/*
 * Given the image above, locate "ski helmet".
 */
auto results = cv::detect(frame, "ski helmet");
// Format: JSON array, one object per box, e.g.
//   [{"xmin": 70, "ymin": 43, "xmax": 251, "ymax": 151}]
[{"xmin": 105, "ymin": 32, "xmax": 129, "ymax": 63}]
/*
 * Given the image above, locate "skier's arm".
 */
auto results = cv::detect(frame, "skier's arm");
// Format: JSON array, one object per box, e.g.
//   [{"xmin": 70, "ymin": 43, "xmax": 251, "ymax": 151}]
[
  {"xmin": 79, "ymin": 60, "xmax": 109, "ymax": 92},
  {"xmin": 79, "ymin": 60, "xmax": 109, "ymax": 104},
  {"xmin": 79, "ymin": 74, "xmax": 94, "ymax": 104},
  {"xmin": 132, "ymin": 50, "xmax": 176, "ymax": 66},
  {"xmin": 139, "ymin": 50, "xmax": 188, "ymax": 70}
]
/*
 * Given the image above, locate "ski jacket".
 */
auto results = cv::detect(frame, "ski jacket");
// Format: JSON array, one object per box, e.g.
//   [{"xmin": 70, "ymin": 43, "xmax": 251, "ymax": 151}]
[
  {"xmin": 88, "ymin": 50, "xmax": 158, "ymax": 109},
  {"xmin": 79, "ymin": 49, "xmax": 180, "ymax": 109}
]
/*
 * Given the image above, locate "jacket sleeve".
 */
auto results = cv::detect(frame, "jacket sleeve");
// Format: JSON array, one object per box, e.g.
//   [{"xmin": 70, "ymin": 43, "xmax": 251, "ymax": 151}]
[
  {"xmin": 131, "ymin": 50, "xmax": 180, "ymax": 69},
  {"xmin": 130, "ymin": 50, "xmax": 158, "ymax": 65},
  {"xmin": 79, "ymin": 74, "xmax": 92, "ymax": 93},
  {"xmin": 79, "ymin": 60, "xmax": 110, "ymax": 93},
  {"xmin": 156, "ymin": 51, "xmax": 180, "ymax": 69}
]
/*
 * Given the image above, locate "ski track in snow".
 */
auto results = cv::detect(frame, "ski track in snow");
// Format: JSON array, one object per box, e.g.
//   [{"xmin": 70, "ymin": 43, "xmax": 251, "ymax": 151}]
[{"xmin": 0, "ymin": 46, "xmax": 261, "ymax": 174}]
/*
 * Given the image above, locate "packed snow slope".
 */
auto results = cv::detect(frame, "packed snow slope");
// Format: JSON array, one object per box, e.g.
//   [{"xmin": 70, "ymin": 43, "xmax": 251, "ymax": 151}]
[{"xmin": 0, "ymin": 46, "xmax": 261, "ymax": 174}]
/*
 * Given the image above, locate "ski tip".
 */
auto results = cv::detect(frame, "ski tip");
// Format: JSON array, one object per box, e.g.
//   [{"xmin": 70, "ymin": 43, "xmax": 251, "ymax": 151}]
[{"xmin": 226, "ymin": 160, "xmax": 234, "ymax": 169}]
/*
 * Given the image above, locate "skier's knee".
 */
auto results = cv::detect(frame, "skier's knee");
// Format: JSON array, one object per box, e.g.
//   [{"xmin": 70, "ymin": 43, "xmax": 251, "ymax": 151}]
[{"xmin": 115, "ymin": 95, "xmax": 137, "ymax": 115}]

******************************

TASK TO CARRY OUT:
The answer must be the full listing, written out word for word.

ANSWER SPACE:
/*
 * Given the image above, locate "ski helmet".
 */
auto results = cv::detect(frame, "ski helmet");
// Format: JSON array, one object per box, e.g.
//   [{"xmin": 70, "ymin": 43, "xmax": 251, "ymax": 151}]
[{"xmin": 105, "ymin": 32, "xmax": 129, "ymax": 63}]
/*
 * Given the image above, locate "skier's arm".
 */
auto results = cv::detect(frame, "skier's arm");
// Format: JSON array, one object per box, e.g.
//   [{"xmin": 70, "ymin": 43, "xmax": 251, "ymax": 151}]
[
  {"xmin": 79, "ymin": 60, "xmax": 109, "ymax": 92},
  {"xmin": 79, "ymin": 60, "xmax": 109, "ymax": 104},
  {"xmin": 79, "ymin": 74, "xmax": 94, "ymax": 104},
  {"xmin": 132, "ymin": 50, "xmax": 176, "ymax": 66},
  {"xmin": 139, "ymin": 50, "xmax": 188, "ymax": 70}
]
/*
 * Given the image above, locate "ski jacket".
 */
auto results = cv::detect(frame, "ski jacket");
// Format: JSON array, one object per box, e.g.
//   [{"xmin": 70, "ymin": 43, "xmax": 251, "ymax": 151}]
[
  {"xmin": 88, "ymin": 50, "xmax": 158, "ymax": 109},
  {"xmin": 79, "ymin": 49, "xmax": 180, "ymax": 109}
]
/*
 * Given the image above, locate "jacket sleeve".
 */
auto results = cv::detect(frame, "jacket sleeve");
// Format: JSON array, one object per box, e.g.
//   [{"xmin": 70, "ymin": 43, "xmax": 251, "ymax": 151}]
[
  {"xmin": 131, "ymin": 50, "xmax": 180, "ymax": 69},
  {"xmin": 130, "ymin": 50, "xmax": 158, "ymax": 65},
  {"xmin": 79, "ymin": 74, "xmax": 92, "ymax": 93},
  {"xmin": 79, "ymin": 60, "xmax": 110, "ymax": 93},
  {"xmin": 156, "ymin": 51, "xmax": 180, "ymax": 69}
]
/*
 * Given the image above, locate "ski track in snow".
 */
auto results = cv::detect(frame, "ski track in snow");
// Format: JSON array, one object per box, e.g.
//   [{"xmin": 70, "ymin": 43, "xmax": 251, "ymax": 151}]
[{"xmin": 0, "ymin": 46, "xmax": 261, "ymax": 174}]
/*
 * Given the image above, locate "packed snow slope".
 */
auto results = cv::detect(frame, "packed snow slope");
// Format: JSON array, one object per box, e.g.
//   [{"xmin": 70, "ymin": 43, "xmax": 251, "ymax": 151}]
[{"xmin": 0, "ymin": 46, "xmax": 261, "ymax": 174}]
/*
 * Given the image above, locate "ski tip".
 */
auto results = cv::detect(frame, "ski tip");
// Format: JSON array, one object per box, e.g.
//   [{"xmin": 70, "ymin": 43, "xmax": 251, "ymax": 151}]
[{"xmin": 226, "ymin": 160, "xmax": 234, "ymax": 169}]
/*
 * Given the image above, locate "skier's knee".
 */
auto results = cv::detect(frame, "skier's knee");
// Format: JSON array, one object per box, e.g.
//   [{"xmin": 70, "ymin": 43, "xmax": 251, "ymax": 151}]
[{"xmin": 115, "ymin": 95, "xmax": 137, "ymax": 115}]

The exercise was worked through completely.